» Prompt
Report each line of the listing below that contains the string "phrase".

» Items stored from a collection
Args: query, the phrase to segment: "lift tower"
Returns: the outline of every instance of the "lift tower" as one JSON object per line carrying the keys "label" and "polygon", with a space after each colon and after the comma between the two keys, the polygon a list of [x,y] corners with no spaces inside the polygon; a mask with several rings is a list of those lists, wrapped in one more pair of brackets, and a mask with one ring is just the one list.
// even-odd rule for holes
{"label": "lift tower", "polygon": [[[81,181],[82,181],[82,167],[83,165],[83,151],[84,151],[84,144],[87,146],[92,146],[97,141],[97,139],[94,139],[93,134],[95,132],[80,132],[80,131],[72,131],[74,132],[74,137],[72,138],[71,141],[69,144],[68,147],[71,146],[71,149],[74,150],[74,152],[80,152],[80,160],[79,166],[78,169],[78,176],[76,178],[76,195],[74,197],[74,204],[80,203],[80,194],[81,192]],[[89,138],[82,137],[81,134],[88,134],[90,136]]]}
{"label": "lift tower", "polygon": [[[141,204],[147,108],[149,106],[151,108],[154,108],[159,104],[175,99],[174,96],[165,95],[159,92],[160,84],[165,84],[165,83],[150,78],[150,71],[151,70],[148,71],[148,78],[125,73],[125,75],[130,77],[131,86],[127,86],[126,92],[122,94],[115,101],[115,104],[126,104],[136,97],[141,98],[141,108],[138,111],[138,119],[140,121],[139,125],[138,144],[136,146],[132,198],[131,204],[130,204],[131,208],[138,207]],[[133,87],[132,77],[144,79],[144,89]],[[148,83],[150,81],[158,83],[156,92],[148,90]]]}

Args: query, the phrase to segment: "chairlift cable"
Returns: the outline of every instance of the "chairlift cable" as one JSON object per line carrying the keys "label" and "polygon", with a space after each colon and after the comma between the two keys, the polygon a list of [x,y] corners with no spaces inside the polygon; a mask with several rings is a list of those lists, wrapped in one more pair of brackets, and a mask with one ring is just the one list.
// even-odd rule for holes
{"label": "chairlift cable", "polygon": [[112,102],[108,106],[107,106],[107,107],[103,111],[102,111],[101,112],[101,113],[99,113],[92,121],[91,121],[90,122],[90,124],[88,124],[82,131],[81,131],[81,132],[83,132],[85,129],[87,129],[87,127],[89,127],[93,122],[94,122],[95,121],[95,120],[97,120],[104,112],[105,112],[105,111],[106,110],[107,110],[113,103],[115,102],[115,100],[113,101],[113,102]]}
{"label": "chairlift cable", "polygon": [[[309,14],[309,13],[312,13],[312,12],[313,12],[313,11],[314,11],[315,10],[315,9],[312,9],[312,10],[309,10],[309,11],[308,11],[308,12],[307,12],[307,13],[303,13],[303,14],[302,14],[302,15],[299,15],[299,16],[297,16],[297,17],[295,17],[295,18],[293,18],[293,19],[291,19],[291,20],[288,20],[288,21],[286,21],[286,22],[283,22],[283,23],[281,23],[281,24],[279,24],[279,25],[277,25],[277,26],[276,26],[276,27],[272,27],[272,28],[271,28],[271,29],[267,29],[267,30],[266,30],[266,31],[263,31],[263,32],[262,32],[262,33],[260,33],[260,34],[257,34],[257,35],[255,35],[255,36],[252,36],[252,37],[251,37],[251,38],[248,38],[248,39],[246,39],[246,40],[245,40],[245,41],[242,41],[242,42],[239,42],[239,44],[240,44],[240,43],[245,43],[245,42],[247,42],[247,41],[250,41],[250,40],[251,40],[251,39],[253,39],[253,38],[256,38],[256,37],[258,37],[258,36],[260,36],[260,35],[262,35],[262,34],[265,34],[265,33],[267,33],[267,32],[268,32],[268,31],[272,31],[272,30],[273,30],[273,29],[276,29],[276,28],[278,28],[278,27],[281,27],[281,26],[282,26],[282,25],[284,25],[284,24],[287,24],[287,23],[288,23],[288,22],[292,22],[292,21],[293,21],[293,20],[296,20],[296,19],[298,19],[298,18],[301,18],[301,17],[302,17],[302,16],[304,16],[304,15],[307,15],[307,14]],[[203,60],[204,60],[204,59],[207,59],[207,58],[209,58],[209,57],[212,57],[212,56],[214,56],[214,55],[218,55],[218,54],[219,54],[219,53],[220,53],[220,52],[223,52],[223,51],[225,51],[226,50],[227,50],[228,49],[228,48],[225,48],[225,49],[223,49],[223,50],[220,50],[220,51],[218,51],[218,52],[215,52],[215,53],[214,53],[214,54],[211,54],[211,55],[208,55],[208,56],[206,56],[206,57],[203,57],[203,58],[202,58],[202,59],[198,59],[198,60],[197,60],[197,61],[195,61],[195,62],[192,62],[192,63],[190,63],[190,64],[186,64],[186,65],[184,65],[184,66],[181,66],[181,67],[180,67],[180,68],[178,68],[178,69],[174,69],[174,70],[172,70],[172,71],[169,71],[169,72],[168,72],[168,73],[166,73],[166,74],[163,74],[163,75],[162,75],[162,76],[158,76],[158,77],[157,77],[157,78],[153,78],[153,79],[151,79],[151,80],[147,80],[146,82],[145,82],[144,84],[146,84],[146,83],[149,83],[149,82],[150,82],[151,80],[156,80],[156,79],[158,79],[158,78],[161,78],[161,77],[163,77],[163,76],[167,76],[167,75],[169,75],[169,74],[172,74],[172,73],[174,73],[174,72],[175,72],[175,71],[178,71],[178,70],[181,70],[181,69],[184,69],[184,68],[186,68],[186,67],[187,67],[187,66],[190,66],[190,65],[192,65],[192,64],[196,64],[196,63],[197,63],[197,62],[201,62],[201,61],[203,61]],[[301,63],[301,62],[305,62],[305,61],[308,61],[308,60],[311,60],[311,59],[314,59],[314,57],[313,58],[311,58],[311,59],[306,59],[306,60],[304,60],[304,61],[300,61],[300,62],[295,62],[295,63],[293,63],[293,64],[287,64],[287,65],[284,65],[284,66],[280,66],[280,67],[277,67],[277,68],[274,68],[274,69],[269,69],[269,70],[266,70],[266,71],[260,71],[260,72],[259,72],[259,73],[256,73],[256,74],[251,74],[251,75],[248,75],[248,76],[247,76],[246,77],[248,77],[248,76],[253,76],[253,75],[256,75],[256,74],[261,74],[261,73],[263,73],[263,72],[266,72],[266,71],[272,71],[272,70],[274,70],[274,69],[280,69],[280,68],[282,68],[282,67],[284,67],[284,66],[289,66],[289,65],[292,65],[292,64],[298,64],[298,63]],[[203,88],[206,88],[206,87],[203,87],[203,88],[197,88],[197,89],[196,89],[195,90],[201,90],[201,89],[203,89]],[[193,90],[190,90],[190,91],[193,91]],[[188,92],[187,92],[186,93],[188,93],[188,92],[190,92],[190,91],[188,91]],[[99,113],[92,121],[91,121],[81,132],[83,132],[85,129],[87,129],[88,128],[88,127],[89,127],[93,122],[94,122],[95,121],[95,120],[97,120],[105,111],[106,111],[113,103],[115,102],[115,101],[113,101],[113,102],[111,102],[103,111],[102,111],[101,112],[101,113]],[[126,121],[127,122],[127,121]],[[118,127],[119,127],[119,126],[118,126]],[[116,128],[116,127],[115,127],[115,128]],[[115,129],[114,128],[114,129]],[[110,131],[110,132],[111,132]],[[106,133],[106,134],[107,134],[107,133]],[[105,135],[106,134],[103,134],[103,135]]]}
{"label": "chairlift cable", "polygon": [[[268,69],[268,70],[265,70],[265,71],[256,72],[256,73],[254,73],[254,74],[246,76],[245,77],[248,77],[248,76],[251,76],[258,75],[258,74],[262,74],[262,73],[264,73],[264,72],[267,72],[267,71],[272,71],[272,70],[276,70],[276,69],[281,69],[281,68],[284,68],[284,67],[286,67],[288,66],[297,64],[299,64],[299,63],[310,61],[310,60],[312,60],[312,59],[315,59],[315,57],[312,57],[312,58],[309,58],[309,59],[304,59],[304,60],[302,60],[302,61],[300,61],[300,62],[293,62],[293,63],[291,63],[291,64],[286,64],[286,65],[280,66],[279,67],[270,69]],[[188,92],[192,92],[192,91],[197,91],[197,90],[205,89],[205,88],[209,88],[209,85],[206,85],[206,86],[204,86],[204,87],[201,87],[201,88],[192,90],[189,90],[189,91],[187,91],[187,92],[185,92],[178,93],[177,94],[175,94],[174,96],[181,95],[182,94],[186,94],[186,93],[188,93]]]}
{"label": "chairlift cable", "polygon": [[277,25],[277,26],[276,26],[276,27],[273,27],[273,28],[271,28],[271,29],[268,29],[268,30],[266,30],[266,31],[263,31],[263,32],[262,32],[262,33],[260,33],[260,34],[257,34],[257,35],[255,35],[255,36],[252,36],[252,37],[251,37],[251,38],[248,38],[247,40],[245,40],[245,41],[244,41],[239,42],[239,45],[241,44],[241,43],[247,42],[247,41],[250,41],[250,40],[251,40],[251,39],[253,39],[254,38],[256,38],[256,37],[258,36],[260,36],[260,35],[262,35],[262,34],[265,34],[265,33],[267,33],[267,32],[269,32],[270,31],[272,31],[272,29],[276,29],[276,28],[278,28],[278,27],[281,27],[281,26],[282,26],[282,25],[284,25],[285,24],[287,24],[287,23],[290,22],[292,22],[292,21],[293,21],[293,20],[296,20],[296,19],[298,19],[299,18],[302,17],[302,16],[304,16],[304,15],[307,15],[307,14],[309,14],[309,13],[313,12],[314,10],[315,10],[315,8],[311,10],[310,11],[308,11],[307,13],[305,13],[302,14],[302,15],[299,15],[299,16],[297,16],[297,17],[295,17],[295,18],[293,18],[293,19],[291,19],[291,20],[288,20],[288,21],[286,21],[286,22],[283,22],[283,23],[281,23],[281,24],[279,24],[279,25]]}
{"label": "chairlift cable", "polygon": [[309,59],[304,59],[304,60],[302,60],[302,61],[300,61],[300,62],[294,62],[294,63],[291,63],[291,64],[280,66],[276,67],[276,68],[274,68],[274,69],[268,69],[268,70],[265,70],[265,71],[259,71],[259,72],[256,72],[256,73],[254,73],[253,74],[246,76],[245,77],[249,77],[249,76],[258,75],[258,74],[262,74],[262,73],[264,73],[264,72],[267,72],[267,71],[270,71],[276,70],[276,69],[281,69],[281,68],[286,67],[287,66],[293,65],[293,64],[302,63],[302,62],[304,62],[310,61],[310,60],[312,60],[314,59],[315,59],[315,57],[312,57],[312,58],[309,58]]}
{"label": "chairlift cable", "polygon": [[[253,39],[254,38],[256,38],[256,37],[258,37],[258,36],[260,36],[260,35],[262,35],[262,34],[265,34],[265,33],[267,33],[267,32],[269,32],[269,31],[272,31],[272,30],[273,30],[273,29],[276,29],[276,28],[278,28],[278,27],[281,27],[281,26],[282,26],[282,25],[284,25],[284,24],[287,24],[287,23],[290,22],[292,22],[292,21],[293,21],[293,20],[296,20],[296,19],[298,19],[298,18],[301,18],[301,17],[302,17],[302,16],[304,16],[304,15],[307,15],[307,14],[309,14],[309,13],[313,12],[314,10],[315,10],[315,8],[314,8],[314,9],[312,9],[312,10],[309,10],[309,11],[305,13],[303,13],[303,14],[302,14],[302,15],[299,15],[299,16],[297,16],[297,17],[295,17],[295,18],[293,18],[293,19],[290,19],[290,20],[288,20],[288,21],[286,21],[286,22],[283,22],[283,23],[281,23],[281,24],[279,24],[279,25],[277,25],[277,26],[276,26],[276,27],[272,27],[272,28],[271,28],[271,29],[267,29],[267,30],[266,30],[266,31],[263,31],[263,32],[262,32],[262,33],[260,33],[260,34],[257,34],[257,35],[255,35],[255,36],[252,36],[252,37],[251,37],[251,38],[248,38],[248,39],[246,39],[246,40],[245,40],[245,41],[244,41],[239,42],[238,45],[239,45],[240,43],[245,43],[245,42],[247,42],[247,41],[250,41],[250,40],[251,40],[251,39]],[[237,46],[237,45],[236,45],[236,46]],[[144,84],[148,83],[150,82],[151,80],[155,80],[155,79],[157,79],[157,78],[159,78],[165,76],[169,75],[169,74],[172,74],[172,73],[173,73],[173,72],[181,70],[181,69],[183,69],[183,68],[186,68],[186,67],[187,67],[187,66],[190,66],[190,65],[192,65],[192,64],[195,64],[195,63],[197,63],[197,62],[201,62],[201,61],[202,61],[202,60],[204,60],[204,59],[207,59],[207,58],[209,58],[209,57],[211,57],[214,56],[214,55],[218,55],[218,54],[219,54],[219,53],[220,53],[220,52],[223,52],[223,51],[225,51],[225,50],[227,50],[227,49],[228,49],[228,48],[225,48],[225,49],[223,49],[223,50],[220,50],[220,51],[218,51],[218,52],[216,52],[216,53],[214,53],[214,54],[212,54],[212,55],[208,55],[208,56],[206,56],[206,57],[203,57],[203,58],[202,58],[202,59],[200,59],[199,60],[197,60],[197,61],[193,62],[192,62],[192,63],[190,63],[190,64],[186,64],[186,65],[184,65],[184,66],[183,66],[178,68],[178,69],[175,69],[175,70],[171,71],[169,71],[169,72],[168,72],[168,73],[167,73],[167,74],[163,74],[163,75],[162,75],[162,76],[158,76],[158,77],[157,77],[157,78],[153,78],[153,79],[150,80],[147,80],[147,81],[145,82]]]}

» Solution to the problem
Args: query, the phrase to segment: "lift tower"
Args: query, the phrase to segment: "chairlift cable"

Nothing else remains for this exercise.